Text provided
Businesswomen in A.A. will naturally find that many of these
questions apply to them, too. But the alcoholic housewife
can also make the family financially insecure. She can
juggle charge accounts, manipulate the food budget, spend
her afternoons gambling, and run her husband into debt by
irresponsibility, waste, and extravagance. But all
alcoholics who have drunk themselves out of jobs, family,
and friends will need to cross-examine themselves ruthlessly
to determine how their own personality defects have thus
demolished their security. The most common symptoms of
emotional insecurity are worry, anger, self-pity, and
depression. These stem from causes which sometimes seem to
be within us, and at other times to come from without.
To take inventory in this respect we ought to consider
carefully all personal relationships which bring continuous
or recurring trouble. It should be remembered that this kind
of insecurity may arise in any area where instincts are
threatened. Questioning directed to this end might run like
this: Looking at both past and present, what sex situations
have caused me anxiety, bitterness, frustration, or
depression? Appraising each situation fairly, can I see
where I have been at fault? Did these perplexities beset me
because of selfishness or unreasonable demands? Or, if my
disturbance was seemingly caused by the behavior of others,
why do I lack the ability to accept conditions I cannot
change? These are the sort of fundamental inquiries that can
disclose the source of my discomfort and indicate whether I
may be able to alter my own conduct and so adjust myself
serenely to self-discipline.
Suppose that financial insecurity constantly arouses these
same feelings. I can ask myself to what extent have my own
mistakes fed my gnawing anxieties. And if the actions of
others are part of the cause, what can I do about that?

Material provided
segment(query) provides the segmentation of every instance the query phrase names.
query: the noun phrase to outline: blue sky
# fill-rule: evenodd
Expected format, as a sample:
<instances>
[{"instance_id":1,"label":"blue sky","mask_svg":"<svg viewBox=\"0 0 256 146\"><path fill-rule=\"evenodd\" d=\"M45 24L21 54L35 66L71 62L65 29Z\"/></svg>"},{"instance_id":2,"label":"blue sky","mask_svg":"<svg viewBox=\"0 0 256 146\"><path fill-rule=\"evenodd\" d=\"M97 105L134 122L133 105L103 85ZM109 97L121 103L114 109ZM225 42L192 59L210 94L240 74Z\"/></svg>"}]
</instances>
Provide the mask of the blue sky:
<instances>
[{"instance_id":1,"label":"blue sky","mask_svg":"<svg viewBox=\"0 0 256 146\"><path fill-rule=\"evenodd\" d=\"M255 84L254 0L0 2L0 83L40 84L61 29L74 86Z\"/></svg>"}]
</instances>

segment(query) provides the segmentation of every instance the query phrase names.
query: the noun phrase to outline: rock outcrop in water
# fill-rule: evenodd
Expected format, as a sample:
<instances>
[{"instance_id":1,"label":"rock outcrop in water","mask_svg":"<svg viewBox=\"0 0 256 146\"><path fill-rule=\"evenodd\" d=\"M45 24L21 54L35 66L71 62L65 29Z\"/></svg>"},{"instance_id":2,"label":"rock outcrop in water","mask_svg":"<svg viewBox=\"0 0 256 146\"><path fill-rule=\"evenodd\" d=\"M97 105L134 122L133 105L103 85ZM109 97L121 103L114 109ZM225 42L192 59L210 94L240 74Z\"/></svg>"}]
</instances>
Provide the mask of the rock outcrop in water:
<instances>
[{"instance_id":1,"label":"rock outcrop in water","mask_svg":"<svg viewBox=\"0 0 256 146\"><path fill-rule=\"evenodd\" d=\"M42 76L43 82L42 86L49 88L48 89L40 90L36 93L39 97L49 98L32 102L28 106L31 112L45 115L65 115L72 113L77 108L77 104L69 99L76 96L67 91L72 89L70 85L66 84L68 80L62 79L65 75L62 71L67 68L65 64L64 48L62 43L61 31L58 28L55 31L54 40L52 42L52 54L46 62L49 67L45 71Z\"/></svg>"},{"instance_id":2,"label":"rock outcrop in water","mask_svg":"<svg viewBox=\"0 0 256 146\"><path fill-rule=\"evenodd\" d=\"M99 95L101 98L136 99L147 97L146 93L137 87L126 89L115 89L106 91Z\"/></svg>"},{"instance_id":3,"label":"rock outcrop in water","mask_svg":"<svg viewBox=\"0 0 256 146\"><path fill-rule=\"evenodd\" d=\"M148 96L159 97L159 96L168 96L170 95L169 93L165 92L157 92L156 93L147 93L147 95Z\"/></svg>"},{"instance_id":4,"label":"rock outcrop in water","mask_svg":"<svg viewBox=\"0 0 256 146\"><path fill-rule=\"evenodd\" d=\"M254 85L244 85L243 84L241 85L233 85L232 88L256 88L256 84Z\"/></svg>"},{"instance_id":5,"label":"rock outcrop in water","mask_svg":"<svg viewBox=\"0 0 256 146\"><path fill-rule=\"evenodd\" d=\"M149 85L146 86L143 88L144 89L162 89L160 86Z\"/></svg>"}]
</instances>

Work instruction 1
Please translate this sentence from the passage on emotional and financial insecurity into Spanish: "The most common symptoms of emotional insecurity are worry, anger, self-pity, and depression."
Work instruction 2
Write what follows the last sentence of the passage on emotional and financial insecurity, keeping its voice and line of self-questioning.

Answer box 1
Los síntomas más comunes de la inseguridad emocional son la preocupación, la ira, la autocompasión y la depresión.

Answer box 2
If I am unable to change the present state of affairs, am I
willing to take the measures necessary to shape my life to
conditions as they are? Questions like these, more of which
will come to mind easily in each individual case, will help
turn up the root causes. But it is from our twisted
relations with family, friends, and society at large that
many of us have suffered the most. We have been especially
stupid and stubborn about them. The primary fact that we
fail to recognize is our total inability to form a true
partnership with another human being. Our egomania digs two
disastrous pitfalls. Either we insist upon dominating the
people we know, or we depend upon them far too much.
If we lean too heavily on people, they will sooner or later
fail us, for they are human, too, and cannot possibly meet
our incessant demands. In this way our insecurity grows and
festers. When we habitually try to manipulate others to our
own willful desires, they revolt, and resist us heavily.
Then we develop hurt feelings, a sense of persecution, and a
desire to retaliate. As we redouble our efforts at control,
and continue to fail, our suffering becomes acute and
constant. We have not once sought to be one in a family, to
be a friend among friends, to be a worker among workers, to
be a useful member of society. Always we tried to struggle
to the top of the heap, or to hide underneath it. This
self-centered behavior blocked a partnership relation with
any one of those about us. Of true brotherhood we had small
comprehension.
Some will object to many of the questions posed, because
they think their own character defects have not been so
glaring. To these it can be suggested that a conscientious
examination is likely to reveal the very defects the
objectionable questions are concerned with. Because our
surface record hasn't looked too bad, we have frequently
been abashed to find that this is so simply because we have
buried these self same defects deep down in us under thick
layers of self-justification. Whatever the defects, they
have finally ambushed us into alcoholism and misery.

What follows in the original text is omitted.